▶ [REQUIRED TASK]: Exactly reproduce the lines from the one holding "Please pin the white" through the final line of the listing below, with both ends included and nothing else.

▶ [WORKING DATA]:
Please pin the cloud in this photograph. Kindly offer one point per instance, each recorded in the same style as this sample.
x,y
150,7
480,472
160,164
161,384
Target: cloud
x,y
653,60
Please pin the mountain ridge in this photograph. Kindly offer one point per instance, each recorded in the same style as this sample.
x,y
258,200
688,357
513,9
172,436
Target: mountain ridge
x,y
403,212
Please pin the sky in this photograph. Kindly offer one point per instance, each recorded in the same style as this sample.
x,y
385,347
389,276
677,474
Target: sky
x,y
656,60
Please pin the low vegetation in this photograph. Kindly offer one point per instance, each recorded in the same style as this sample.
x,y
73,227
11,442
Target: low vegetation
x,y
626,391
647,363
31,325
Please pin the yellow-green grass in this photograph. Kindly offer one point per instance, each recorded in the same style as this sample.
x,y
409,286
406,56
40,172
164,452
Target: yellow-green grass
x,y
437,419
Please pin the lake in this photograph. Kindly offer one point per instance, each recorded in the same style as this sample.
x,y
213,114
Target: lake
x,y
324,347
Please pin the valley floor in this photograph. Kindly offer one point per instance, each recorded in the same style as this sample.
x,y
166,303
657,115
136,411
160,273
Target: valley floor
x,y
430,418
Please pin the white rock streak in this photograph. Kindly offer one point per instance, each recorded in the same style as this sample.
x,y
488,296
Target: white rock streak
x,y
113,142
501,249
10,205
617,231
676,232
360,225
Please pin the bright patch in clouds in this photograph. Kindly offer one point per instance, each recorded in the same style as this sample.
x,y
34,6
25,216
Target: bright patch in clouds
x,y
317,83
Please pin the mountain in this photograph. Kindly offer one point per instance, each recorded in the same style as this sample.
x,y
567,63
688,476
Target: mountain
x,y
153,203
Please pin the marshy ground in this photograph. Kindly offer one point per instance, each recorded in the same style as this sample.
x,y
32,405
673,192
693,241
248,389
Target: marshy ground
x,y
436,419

▶ [TASK RESULT]:
Please pin the white rock streak in this photograph. Kindly offer one point per instance, each recorded in the same style as this sample.
x,y
488,296
Target: white rock streak
x,y
113,142
501,249
10,205
617,231
676,232
360,225
Please pin the bright patch in clouds in this photograph. Kindly offer one point per instance, each recorded in the same style as this sample.
x,y
34,6
25,216
Target: bright patch in clouds
x,y
317,83
Please pin the mountain in this photograph. Kindly offer one point per instance, each recorded in the same style as this sample.
x,y
567,63
688,476
Target: mountain
x,y
153,203
Please pin the marshy ground in this photograph. Kindly offer one point per instance, each recorded in the same style as this sample.
x,y
32,405
673,192
693,241
248,389
Target: marshy ground
x,y
436,419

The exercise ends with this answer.